Pearl GOBLE and John Goble, Petitioners and Appellants, v. The MUNICIPAL COURT OF SAN BERNARDINO JUDICIAL DISTRICT, Respondent, Fred Cannon, Intervener and Respondent.

Civ. 5263.

Decided: January 27, 1956

C. E. Crowley, Ontario, for appellants. Davidson, Bartlett & Walk, George W. Vinnedge, Ontario, for respondent.

The respondent, Fred Cannon, sued the appellants in the municipal court of San Bernardino for compensation for personal services claimed to have been rendered pursuant to an oral agreement. After a trial judgment was entered in favor of Cannon for $1,188. No findings of fact were made, although the appellants had requested them. Their motion for a new trial having been denied, these appellants appealed from that judgment to the appellate department of the superior court of San Bernardino County. On that appeal the judgment was reversed with directions to the trial court to proceed to make and file findings of fact and conclusions of law. 127 Cal.App.2d Supp. 833, 273 P.2d 44.

The trial court then vacated its judgment and, after a hearing in connection with findings proposed by both parties, the court accepted and filed findings of fact and conclusions of law as proposed by Cannon. A judgment was then entered in favor of Cannon for $1,188.

These appellants then moved for a new trial, which was denied, and they then filed a notice of appeal to the appellate department of the superior court. On motion of Cannon this appeal was dismissed on the ground that it was filed six days after the permissible time for an appeal had expired. Cannon v. Goble, 132 Cal.App.2d Supp. 916, 283 P.2d 390.

The appellants then filed a petition for a writ of certiorari in the superior court alleging that the municipal court had failed to properly decide the case in accordance with certain evidence, and that the judge of the municipal court had acted arbitrarily and in excess of his jurisdiction, and had made and entered a judgment in violation of the legal and equitable rights of the petitioners. It was further alleged ‘That through inadvertence, mistake and oversight, these petitioners failed to take an appeal in time from the second judgment rendered against them in said case.’

A writ was issued in accordance with an ex parte order and the respondent court made its return. Thereafter, the respondent Cannon filed notice of a motion to vacate the writ issued and to dismiss the proceeding, on the ground that these appellants had had a right of appeal and that a writ of certiorari would not lie. After hearing and argument an order was made vacating the writ of certiorari and dismissing the proceeding. This appeal was taken from that order.

§ Excerpted records
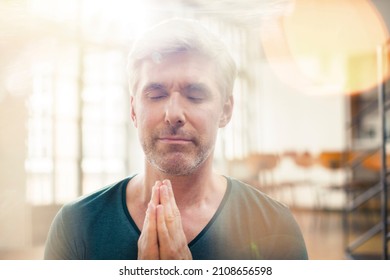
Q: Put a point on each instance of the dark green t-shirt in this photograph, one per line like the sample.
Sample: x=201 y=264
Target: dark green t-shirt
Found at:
x=247 y=225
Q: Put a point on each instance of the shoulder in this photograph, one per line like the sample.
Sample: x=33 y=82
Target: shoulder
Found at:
x=101 y=197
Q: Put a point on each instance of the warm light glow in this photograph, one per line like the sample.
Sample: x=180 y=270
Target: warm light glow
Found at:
x=326 y=46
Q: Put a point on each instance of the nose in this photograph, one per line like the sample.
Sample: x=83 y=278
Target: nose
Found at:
x=174 y=110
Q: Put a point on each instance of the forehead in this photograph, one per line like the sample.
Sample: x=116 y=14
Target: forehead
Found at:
x=178 y=68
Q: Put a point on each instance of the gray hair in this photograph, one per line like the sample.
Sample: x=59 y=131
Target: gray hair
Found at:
x=177 y=36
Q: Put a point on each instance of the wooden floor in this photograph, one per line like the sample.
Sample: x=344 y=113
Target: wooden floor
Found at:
x=323 y=232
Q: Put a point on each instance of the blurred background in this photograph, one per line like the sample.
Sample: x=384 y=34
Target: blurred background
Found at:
x=309 y=126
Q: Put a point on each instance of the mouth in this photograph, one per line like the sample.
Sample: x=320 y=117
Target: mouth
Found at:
x=175 y=140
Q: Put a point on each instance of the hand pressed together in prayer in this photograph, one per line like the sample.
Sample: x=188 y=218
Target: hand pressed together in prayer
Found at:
x=162 y=235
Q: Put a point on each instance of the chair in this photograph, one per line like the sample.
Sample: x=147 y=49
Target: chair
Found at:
x=263 y=166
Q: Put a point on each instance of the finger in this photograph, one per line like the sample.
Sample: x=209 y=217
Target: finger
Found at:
x=148 y=241
x=150 y=224
x=155 y=198
x=162 y=230
x=172 y=211
x=166 y=202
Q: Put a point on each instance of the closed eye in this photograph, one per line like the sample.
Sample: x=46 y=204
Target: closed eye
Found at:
x=155 y=91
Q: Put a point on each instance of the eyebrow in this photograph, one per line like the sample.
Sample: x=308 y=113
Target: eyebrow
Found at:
x=152 y=86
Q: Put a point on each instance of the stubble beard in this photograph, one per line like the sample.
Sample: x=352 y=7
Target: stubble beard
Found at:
x=175 y=159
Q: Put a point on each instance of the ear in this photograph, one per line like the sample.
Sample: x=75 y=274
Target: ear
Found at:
x=132 y=110
x=227 y=112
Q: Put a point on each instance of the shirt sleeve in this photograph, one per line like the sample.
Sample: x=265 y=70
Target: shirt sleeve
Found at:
x=59 y=244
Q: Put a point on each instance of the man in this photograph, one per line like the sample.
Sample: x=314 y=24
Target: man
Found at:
x=181 y=79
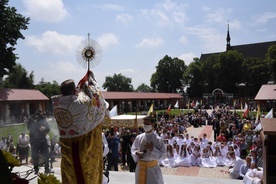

§ What you should do
Answer these questions about the court decision above:
1. For what did Cannon sue the appellants in municipal court?
2. Why was the appellants' second appeal to the appellate department dismissed?
3. On what ground did Cannon move to vacate the writ of certiorari and dismiss the proceeding?

§ Output of the task
1. Compensation for personal services claimed to have been rendered under an oral agreement.
2. It was filed six days after the permissible time for an appeal had expired.
3. The appellants had had a right of appeal, so a writ of certiorari would not lie.